Directions – Give back the entries below verbatim.

Dataset entries –

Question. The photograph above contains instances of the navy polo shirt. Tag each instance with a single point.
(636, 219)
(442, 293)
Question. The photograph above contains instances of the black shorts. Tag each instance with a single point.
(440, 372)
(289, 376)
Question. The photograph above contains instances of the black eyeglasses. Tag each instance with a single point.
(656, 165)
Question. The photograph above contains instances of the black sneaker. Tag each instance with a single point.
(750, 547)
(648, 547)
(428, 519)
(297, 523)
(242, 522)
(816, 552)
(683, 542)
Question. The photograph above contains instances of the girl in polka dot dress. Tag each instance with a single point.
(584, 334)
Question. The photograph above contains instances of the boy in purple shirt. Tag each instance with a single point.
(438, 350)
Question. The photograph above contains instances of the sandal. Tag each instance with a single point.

Answer –
Question. The photograph above contains instances of the navy polo shirt. Tag each instance with a single point.
(636, 219)
(442, 293)
Question. The photograph above contains instances of the black shorts. Tag each instance with a single point.
(440, 372)
(289, 376)
Question. The photograph above contains instances of the black eyeglasses. Tag each instance with a single point.
(656, 165)
Question. The photograph above contains instances of the black sneaker. Tag each instance with a single point.
(750, 547)
(648, 547)
(428, 519)
(297, 523)
(242, 522)
(816, 552)
(683, 542)
Question. The photograph above contains instances of the girl in polka dot dress. Tag each instance with a single point.
(584, 334)
Question. The photograph above contains instances of the boy in purple shirt. Tag each instance with a single point.
(438, 350)
Question. The photograph above contains instances of the sandal. Tag each instance with a single point.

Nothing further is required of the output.